▶ EXERCISE PASSAGE:
◇ ◇ ◇
According to Green, dancers who consistently allow their standing legs to bow backwards into full hyperextension can loosen the knee joints to a dangerous degree. “It’s not just flexible muscles, you have overstretched ligaments as well—and ligaments don’t tighten up again,” she says. “You’ve lost that security in the joints that the ligaments used to provide.”

In addition to damaging the joint, you’re opening yourself up to a host of other problems. Green likens it to children’s blocks: If you have your blocks stacked up straight, you have a strong structure; if one block is off to the side, something else will have to compensate for it or the whole thing will fall. “There becomes a chain reaction,” she says. “A counterbalance will come in the form of gripping in the muscles, or swaying your lower back and pushing your hips forward.” While Green often sees knee pain in hyperextended dancers, she is more troubled by the core instability that sinking back into hyperextension can cause.

“That standing leg has to be straight at the back of the knee and up through the hips into the core,” says Kathleen Mitchell, a teacher at Boston Ballet School. However, since the working leg is not bearing any weight, “it can go ahead and just stretch into hyperextension for that beautiful line.”


Discover “Straight”
◇ ◇ ◇
▶ GIVEN INFORMATION:
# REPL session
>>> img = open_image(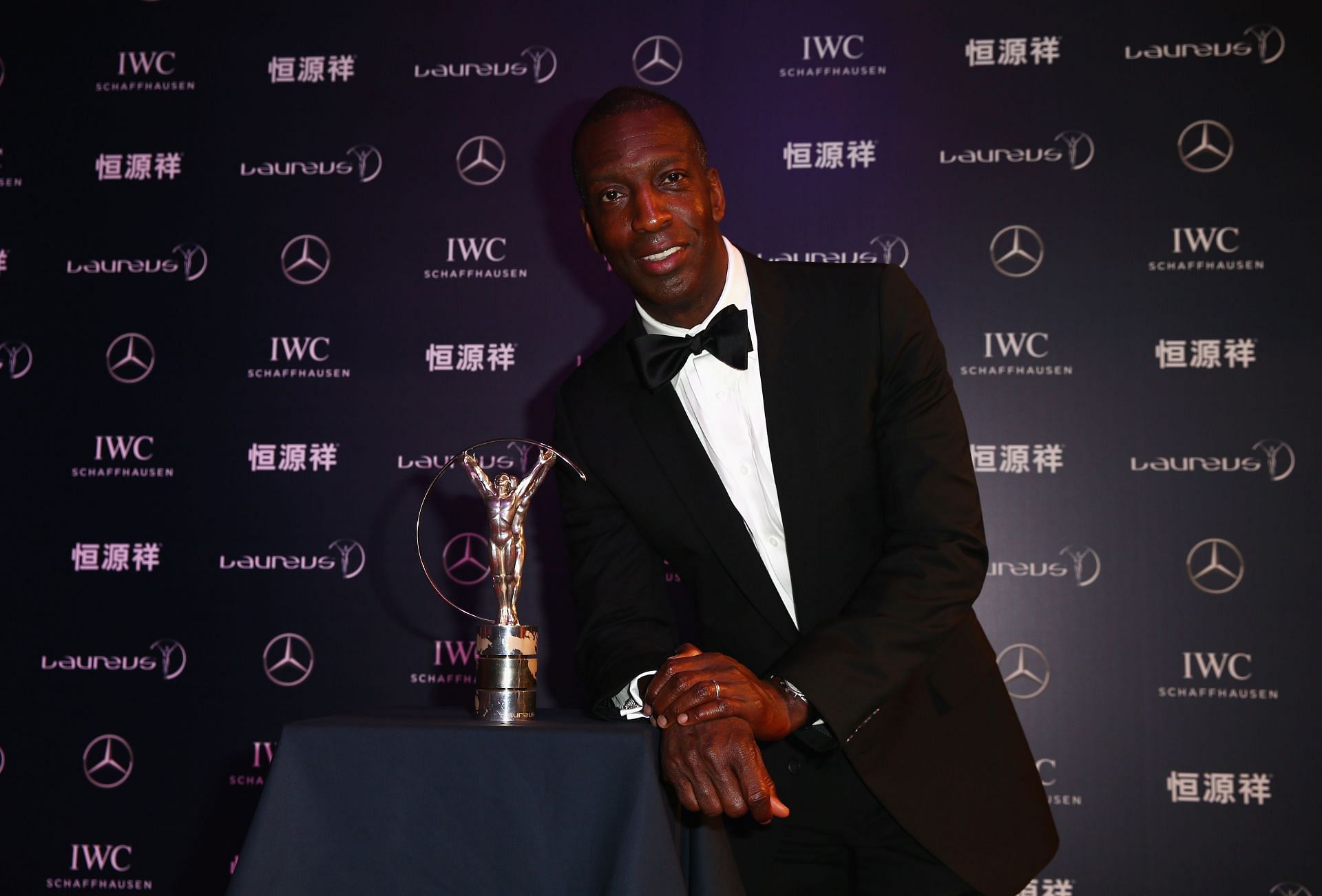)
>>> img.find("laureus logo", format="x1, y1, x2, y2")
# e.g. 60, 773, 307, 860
◇ ◇ ◇
▶ PROBLEM:
Reproduce, word for word and in full, the passage on knee hyperextension in dancers.

▶ ANSWER TO THIS EXERCISE:
According to Green, dancers who consistently allow their standing legs to bow backwards into full hyperextension can loosen the knee joints to a dangerous degree. “It’s not just flexible muscles, you have overstretched ligaments as well—and ligaments don’t tighten up again,” she says. “You’ve lost that security in the joints that the ligaments used to provide.”

In addition to damaging the joint, you’re opening yourself up to a host of other problems. Green likens it to children’s blocks: If you have your blocks stacked up straight, you have a strong structure; if one block is off to the side, something else will have to compensate for it or the whole thing will fall. “There becomes a chain reaction,” she says. “A counterbalance will come in the form of gripping in the muscles, or swaying your lower back and pushing your hips forward.” While Green often sees knee pain in hyperextended dancers, she is more troubled by the core instability that sinking back into hyperextension can cause.

“That standing leg has to be straight at the back of the knee and up through the hips into the core,” says Kathleen Mitchell, a teacher at Boston Ballet School. However, since the working leg is not bearing any weight, “it can go ahead and just stretch into hyperextension for that beautiful line.”


Discover “Straight”